STATED TASK ▸ Pick out every line of the material below that contains the word "football" and copy each of those lines.

(Extracted records)
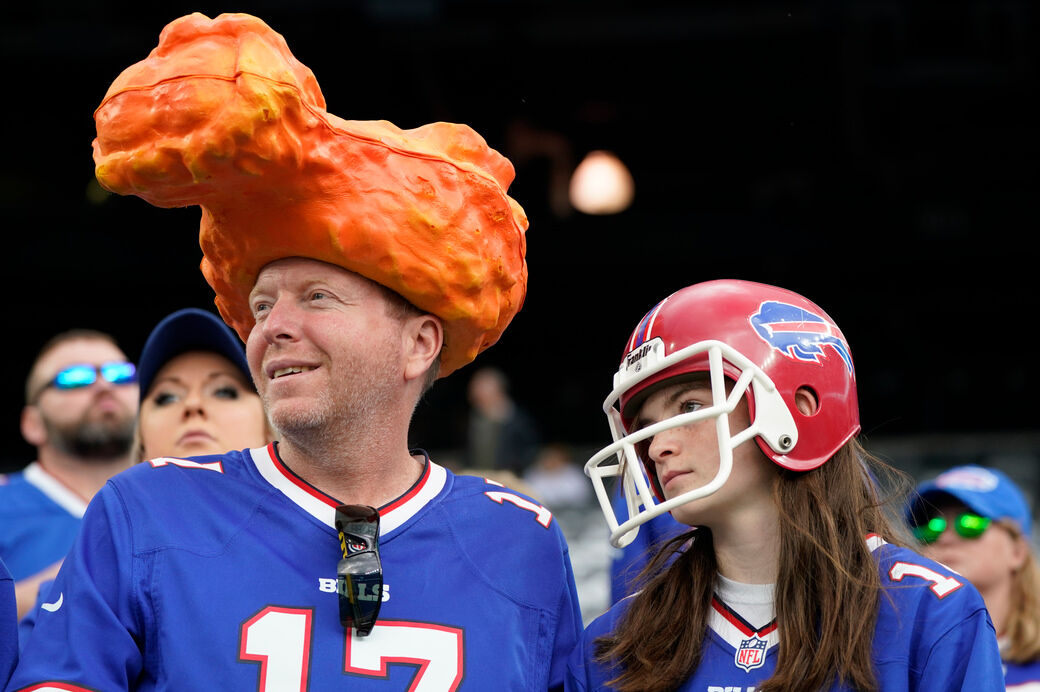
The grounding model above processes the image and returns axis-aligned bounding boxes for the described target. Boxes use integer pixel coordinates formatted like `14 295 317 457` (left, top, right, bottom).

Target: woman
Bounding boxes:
135 308 271 461
907 466 1040 691
568 281 1003 692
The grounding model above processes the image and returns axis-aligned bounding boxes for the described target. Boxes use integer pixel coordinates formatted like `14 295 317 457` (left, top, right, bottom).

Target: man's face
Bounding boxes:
245 258 405 439
30 338 138 460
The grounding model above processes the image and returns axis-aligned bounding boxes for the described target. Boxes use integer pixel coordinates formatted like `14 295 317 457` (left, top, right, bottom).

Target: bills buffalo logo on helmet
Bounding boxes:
748 301 853 373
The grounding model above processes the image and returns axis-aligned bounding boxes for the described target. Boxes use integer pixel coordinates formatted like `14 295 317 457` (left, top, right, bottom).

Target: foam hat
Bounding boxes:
907 465 1033 538
94 12 527 377
137 308 254 401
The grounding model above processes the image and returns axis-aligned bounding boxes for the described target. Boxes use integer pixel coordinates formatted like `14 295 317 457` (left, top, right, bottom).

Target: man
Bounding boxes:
0 330 137 618
8 15 581 692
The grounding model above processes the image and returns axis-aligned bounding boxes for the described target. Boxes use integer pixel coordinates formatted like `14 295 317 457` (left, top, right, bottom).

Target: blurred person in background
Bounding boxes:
18 308 272 644
523 442 592 510
907 465 1040 692
134 308 272 461
463 366 540 478
0 329 138 617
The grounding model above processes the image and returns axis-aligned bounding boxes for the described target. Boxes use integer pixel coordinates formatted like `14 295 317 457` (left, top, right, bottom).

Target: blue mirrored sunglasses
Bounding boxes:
45 361 137 389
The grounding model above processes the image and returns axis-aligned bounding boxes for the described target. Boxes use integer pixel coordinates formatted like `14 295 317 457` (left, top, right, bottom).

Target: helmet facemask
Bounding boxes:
584 337 798 547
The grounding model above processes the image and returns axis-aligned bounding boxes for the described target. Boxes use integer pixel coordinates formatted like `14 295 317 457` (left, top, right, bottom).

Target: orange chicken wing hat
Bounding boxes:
94 12 527 377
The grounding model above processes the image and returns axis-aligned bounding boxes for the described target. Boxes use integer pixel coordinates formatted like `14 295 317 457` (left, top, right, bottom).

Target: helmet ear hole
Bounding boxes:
795 385 820 416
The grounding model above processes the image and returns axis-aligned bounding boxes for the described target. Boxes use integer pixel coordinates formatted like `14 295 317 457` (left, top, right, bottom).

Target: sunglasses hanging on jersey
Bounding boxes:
913 512 992 544
336 505 383 637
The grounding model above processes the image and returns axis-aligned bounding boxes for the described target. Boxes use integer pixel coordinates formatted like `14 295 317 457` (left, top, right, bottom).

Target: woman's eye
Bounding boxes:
679 400 702 413
152 391 177 406
213 384 238 400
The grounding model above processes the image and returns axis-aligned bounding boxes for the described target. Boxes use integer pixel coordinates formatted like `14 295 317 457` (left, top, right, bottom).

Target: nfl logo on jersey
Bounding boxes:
733 637 765 672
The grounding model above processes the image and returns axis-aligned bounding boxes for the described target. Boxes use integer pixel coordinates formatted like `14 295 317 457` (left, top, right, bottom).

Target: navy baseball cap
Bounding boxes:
907 466 1033 538
137 308 253 401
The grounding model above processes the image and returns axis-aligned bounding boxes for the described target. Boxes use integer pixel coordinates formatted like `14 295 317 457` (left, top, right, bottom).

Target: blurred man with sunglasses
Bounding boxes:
906 465 1040 692
0 330 137 618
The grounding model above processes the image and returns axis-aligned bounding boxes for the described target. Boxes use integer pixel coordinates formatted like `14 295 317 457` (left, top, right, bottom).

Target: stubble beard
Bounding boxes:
263 355 393 458
44 409 134 462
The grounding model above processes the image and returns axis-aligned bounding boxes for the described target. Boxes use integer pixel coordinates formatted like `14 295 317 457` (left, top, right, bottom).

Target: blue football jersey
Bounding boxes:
1004 661 1040 692
566 538 1004 692
610 484 690 604
0 462 86 581
8 445 581 692
0 560 18 688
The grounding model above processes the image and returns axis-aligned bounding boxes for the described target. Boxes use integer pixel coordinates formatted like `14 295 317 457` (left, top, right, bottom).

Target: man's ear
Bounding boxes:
402 314 444 380
22 405 47 446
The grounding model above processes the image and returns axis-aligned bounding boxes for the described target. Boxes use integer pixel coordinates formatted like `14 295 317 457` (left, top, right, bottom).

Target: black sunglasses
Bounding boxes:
913 512 992 544
336 505 383 637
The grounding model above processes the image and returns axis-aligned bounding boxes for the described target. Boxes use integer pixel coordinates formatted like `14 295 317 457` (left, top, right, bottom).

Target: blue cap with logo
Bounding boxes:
137 308 253 401
908 466 1033 538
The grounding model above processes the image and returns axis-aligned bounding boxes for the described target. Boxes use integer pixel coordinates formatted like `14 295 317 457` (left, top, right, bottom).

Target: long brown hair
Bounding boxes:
999 521 1040 663
596 440 912 692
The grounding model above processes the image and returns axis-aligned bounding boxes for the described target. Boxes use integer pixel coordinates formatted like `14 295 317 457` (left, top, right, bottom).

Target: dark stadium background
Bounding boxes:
0 0 1040 484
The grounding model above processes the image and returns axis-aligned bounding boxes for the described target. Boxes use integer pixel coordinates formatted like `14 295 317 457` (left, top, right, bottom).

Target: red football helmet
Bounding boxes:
586 280 860 546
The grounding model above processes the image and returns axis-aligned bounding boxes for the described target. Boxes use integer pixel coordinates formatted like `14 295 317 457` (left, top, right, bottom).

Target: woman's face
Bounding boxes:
139 351 268 459
633 378 777 530
921 498 1029 596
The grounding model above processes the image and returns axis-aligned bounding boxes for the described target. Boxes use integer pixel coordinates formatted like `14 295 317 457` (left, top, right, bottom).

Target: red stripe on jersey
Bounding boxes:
267 442 343 508
711 596 777 639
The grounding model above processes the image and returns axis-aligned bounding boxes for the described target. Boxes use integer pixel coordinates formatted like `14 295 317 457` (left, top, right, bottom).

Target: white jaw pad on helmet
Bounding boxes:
584 338 798 547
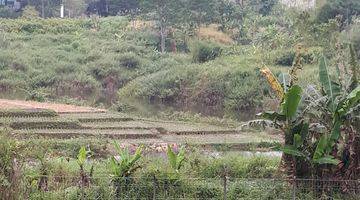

RESPONSE TO THIS TASK ▸
Target: blue football jersey
Target: red football helmet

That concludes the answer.